▸ Sayfa Alıntısı
+===+
| Konu: | CHP Grubu önerisi münasebetiyle |
| Yasama Yılı: | 3 |
| Birleşim: | 16 |
| Tarih: | 12.11.2019 |
HDP GRUBU ADINA MAHMUT TOĞRUL (Gaziantep) - Teşekkür ederim.
Sayın Başkan, değerli milletvekilleri; üniversiteler her zaman iktidarların ilgi alanı olmuştur yani her gelen, kendi ideolojisini ve kendini oralarda kurumsallaştırmak için bir alan olarak görmüştür. Ancak özellikle 2007'de, AKP iktidarı üniversitelere rektör atama yetkisini eline geçirdikten sonra Türkiye'de üniversiteler bambaşka bir hâl almıştır. AKP, üniversiteleri, cemaatler arasında rektörlükleri dağıtan bir birim hâline getirmiştir.
+===+
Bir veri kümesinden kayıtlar
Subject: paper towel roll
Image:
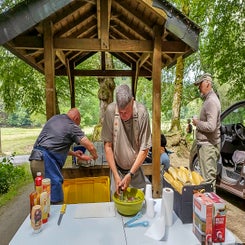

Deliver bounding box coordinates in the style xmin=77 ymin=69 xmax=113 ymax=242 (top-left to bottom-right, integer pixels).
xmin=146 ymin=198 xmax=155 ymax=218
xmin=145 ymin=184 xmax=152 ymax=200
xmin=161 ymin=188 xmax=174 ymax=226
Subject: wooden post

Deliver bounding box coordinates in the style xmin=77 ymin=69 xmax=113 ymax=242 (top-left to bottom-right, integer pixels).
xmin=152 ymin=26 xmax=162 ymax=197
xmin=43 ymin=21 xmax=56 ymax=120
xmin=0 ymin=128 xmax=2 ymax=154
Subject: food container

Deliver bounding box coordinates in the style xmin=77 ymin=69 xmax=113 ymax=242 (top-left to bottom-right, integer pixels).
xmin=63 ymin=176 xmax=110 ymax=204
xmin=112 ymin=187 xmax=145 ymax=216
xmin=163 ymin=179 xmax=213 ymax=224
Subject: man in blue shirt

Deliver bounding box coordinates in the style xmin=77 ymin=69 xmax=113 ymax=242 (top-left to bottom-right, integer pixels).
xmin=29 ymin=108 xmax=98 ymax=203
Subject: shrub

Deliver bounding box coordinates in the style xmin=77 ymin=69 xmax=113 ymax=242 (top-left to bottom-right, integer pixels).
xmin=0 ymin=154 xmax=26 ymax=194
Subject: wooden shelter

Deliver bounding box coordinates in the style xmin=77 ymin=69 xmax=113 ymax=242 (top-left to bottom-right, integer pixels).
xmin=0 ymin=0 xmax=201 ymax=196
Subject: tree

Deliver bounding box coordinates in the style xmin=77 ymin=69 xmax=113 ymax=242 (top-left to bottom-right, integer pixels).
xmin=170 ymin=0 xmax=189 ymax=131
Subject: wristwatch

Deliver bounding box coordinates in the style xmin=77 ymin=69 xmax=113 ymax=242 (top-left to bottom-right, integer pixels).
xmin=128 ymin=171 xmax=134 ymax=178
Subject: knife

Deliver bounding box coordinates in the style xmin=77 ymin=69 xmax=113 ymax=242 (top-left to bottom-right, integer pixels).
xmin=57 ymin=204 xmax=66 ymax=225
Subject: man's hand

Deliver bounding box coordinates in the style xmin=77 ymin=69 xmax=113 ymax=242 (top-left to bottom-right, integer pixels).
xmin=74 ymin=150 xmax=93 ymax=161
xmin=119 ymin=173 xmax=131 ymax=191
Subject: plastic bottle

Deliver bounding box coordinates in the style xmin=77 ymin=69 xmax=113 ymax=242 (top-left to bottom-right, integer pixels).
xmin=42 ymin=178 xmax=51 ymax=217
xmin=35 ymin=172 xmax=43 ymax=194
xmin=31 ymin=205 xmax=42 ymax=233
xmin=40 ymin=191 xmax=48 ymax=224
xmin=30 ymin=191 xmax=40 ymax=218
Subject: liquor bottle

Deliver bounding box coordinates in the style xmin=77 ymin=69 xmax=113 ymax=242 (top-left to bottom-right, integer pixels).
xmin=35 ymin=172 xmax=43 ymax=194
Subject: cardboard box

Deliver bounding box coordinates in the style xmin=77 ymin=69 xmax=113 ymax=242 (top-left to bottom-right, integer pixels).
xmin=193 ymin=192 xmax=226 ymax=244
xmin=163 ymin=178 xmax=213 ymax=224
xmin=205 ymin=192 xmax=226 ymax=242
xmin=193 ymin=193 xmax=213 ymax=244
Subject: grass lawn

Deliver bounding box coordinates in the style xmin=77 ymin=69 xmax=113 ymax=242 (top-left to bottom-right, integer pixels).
+===+
▸ Yapılacak İşler
**a.** Kayıtların başından "xmin=0 ymin=0 xmax=201 ymax=196" ifadesini içeren satıra kadar uzanan bölümü, her iki uç da dahil olmak üzere hiç değiştirmeden yeniden yazın. Resimleri yanıta almayın.
**b.** Üniversitelere rektör atanması üzerine yapılan meclis konuşmasını kaldığı yerden sürdürün.
Metin ile kayıtlar birbirinden tamamen bağımsızdır.

▸ Alıştırma Yanıtları
**a.**
Subject: paper towel roll
Image:

Deliver bounding box coordinates in the style xmin=77 ymin=69 xmax=113 ymax=242 (top-left to bottom-right, integer pixels).
xmin=146 ymin=198 xmax=155 ymax=218
xmin=145 ymin=184 xmax=152 ymax=200
xmin=161 ymin=188 xmax=174 ymax=226
Subject: wooden post

Deliver bounding box coordinates in the style xmin=77 ymin=69 xmax=113 ymax=242 (top-left to bottom-right, integer pixels).
xmin=152 ymin=26 xmax=162 ymax=197
xmin=43 ymin=21 xmax=56 ymax=120
xmin=0 ymin=128 xmax=2 ymax=154
Subject: food container

Deliver bounding box coordinates in the style xmin=77 ymin=69 xmax=113 ymax=242 (top-left to bottom-right, integer pixels).
xmin=63 ymin=176 xmax=110 ymax=204
xmin=112 ymin=187 xmax=145 ymax=216
xmin=163 ymin=179 xmax=213 ymax=224
Subject: man in blue shirt

Deliver bounding box coordinates in the style xmin=77 ymin=69 xmax=113 ymax=242 (top-left to bottom-right, integer pixels).
xmin=29 ymin=108 xmax=98 ymax=203
Subject: shrub

Deliver bounding box coordinates in the style xmin=77 ymin=69 xmax=113 ymax=242 (top-left to bottom-right, integer pixels).
xmin=0 ymin=154 xmax=26 ymax=194
Subject: wooden shelter

Deliver bounding box coordinates in the style xmin=77 ymin=69 xmax=113 ymax=242 (top-left to bottom-right, integer pixels).
xmin=0 ymin=0 xmax=201 ymax=196

**b.**
Bakın, benim görev yaptığım Dicle Üniversitesi -hatta bazen cemaatler konsorsiyumuna devrediyorlardı- cemaatler konsorsiyumuna devredilmişti. Yönetiminde 3 cemaat vardı. Rektör adayımız iken, geldiğinde "Ben cemaatlerin ortak adayıyım." diye seçim çalışması yaptı, gizli saklı değil. 3'üncü sırada olmasına rağmen dönemin Cumhurbaşkanı atadı. 3 rektör yardımcısı vardı; biri Fetullahçı'ydı, biri Kırkıncı'ydı, biri Menzilci'ydi; herkes bunu bilir. Değerli arkadaşlar, sonrasında bu yönetim sekiz yıl görev yaptı, 2016 yılında kadar. Daha sonra, 2016 yılında bu rektör cemaatle ilgisi olduğu gerekçesiyle derdest edildi, cezaevinde yattı vesaire.
Değerli arkadaşlar, sadece Dicle Üniversitesi bu durumda değildi, birçok üniversite bu durumdaydı. Şu anda anlaşılıyor ki Fetullahçı cemaatten boşalan yerler de diğer cemaatlerle daha fazla şekilde kapatılıyor.
Değerli arkadaşlar, verilen önergeyle anlaşılıyor ki artık hiç böyle aracı kullanmaya gerek yok; doğrudan, kuzu, kurda teslim ediliyor. Türkiye'de şu anda, eğitim kurumu olan Eğitim Bakanı, turizm şirketi olan Turizm Bakanı, sağlık şirketi olan Sağlık Bakanı var ve bunu daha da genişletebilirsiniz.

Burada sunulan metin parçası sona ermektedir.